AIM OF THE EXERCISE
Please quote every one of the rows below word for word.
○ ○ ○
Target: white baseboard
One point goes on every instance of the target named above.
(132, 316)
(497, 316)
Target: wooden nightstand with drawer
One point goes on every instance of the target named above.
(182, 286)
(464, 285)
○ ○ ○
THE REPLY
Target: white baseboard
One point goes on every instance of the target named above.
(132, 316)
(497, 316)
Target: wooden nightstand with drawer
One point goes on every instance of the target named above.
(182, 286)
(464, 285)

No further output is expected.